SUPPLIED DATA:
####

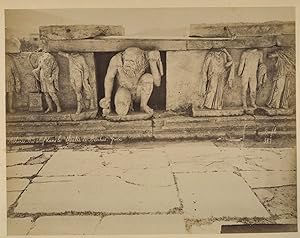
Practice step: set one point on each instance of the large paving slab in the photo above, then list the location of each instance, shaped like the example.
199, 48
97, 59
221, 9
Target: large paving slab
19, 226
95, 193
283, 203
20, 171
69, 162
142, 224
261, 179
212, 228
217, 195
15, 158
278, 162
16, 184
65, 225
109, 162
12, 197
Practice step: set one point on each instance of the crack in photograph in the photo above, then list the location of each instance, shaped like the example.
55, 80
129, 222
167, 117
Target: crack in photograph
150, 120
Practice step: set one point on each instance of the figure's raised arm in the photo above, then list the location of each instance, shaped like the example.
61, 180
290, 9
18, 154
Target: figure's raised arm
228, 58
242, 64
110, 75
63, 54
155, 66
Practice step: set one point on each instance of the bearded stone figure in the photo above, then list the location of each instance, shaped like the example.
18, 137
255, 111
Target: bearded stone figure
129, 71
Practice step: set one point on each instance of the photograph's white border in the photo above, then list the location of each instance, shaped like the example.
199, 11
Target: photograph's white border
51, 4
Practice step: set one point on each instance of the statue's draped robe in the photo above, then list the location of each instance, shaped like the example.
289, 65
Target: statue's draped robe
79, 74
214, 75
12, 75
48, 73
281, 82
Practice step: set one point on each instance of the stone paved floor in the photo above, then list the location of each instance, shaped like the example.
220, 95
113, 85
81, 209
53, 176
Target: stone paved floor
144, 188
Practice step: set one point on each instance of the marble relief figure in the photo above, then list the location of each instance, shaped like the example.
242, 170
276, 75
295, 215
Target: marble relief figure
12, 81
218, 69
128, 70
79, 79
250, 62
47, 75
285, 67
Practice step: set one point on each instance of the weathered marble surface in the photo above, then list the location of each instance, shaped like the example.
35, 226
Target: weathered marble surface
79, 32
184, 74
66, 94
243, 29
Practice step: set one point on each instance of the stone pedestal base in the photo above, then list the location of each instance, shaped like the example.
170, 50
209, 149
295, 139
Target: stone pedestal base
198, 112
274, 112
52, 116
134, 116
35, 102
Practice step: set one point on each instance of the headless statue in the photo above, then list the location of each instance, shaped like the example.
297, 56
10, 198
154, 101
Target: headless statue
248, 68
285, 68
79, 78
218, 69
47, 74
128, 70
12, 81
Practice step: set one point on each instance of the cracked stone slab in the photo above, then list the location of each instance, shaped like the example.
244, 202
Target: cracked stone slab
136, 159
12, 197
108, 162
286, 221
279, 161
261, 179
202, 166
65, 225
16, 184
284, 202
208, 195
20, 157
150, 177
19, 171
142, 224
95, 193
213, 228
69, 162
40, 159
18, 226
264, 195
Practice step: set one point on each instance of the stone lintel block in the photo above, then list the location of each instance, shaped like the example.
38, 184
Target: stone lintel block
243, 42
12, 45
41, 116
277, 111
215, 113
79, 32
130, 117
108, 44
243, 29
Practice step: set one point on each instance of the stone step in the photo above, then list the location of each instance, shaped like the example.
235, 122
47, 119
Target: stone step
173, 127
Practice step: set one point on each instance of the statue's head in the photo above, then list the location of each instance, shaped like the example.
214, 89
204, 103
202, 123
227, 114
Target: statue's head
133, 60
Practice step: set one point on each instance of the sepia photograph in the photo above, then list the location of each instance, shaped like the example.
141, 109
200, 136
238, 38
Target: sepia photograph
131, 121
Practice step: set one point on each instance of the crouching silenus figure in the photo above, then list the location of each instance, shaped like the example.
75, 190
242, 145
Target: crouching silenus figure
134, 84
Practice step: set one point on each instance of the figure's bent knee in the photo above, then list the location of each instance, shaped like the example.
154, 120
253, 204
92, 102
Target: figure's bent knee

####

Copy out all of the items above word for word, leaving out the pictures.

WORKED SOLUTION:
Practice step: set one point on each instance of the large paving slab in the photo above, then list the location of each instance, shaped like the example.
199, 48
97, 59
221, 9
Target: large paving slab
19, 226
95, 193
283, 203
20, 171
69, 162
142, 224
261, 179
212, 228
217, 195
15, 158
278, 162
16, 184
65, 225
109, 162
12, 197
Practice step: set one point on each instance of the crack in photograph in the photo above, then list the location of each instance, shaped like the example.
55, 80
129, 222
167, 117
Target: crack in photograph
150, 120
Practice step: set one point on each instance of the figure's raised arm in the photo above, then list the location of each instance, shaped like the example.
61, 180
290, 9
18, 154
Target: figure's raised arm
228, 58
242, 64
110, 75
63, 54
155, 66
Practice step: set one point on each instance of the bearded stone figure in the photo above, then list the location of each instance, shaped like the example.
18, 137
255, 111
Target: bearded stone figure
129, 71
Practice step: set one point on each instance of the photograph's white border in the photo above, then list the location of each instance, shaped like the example.
199, 11
Target: photograph's white border
51, 4
Practice step: set one point on each instance of the statue's draped robe in the photo above, then list the location of each instance, shaped like the example.
289, 65
Target: statue's draped robe
79, 74
214, 75
12, 75
48, 73
281, 82
Practice step: set one point on each instance of the stone paved floor in the photo above, then list the location of each instance, shaped like the example.
220, 95
113, 85
81, 209
53, 176
Target: stone paved floor
144, 188
Practice step: set one point on each instance of the marble relief figure in the photo above, then list the location of each instance, shaped like the example.
242, 170
276, 75
295, 215
Target: marble relief figure
12, 81
218, 69
128, 70
79, 79
250, 62
47, 75
285, 67
Practice step: set one point on each instance of the weathered marble surface in the photo above, then list the location of each instance, shaped like the example.
35, 226
Target: weathered marble surface
79, 32
184, 74
66, 94
243, 29
Practice step: set one point on each instance of the stone pedestal base in the photo above, then list the location of each instance, shaped like the example.
170, 50
209, 149
295, 139
Target: stone pedestal base
198, 112
274, 112
52, 116
134, 116
35, 102
Practice step: set one point on each instance of the headless statue in the photo above, then list the location of each instance, shaped like the example.
297, 56
10, 198
154, 101
Target: headless statue
248, 68
285, 68
79, 78
218, 69
47, 74
128, 70
12, 81
Practice step: set one point on each instance of the cracked stone slab in the photo above, then list the location of each instance, shaped like the example.
244, 202
Target: cracked stone slab
136, 159
12, 197
108, 162
286, 221
279, 161
261, 179
202, 166
65, 225
16, 184
284, 202
208, 195
20, 157
150, 177
19, 171
142, 224
95, 193
213, 228
69, 162
40, 159
18, 226
264, 195
Practice step: set one point on each instance of the stone lintel block in the photo above, then list the location of each instance, shaped like the example.
38, 184
Target: stone lintel block
243, 42
12, 45
41, 116
277, 111
215, 113
79, 32
130, 117
108, 44
243, 29
Practice step: set one point on each instance of the stone step in the photo above, then list the location of each instance, shaped like the example.
235, 122
47, 119
Target: stone step
173, 127
Practice step: set one point on each instance of the statue's head in the photo above, then list the location of each instance, shaped like the example.
214, 89
204, 103
202, 123
227, 114
Target: statue's head
133, 60
Practice step: set one point on each instance of the sepia photograph in the photo above, then list the location of each instance, shaped like the example.
141, 109
200, 136
238, 38
Target: sepia photograph
131, 121
Practice step: set one point on each instance of the crouching silenus figure in the photo above, then list the location of each instance, shaped like the example.
75, 190
242, 145
Target: crouching silenus figure
134, 84
Practice step: set one point on each instance of the figure's bent knee in the photo above, then list the location of each instance, shaped like the example.
154, 120
253, 204
92, 102
Target: figure's bent knee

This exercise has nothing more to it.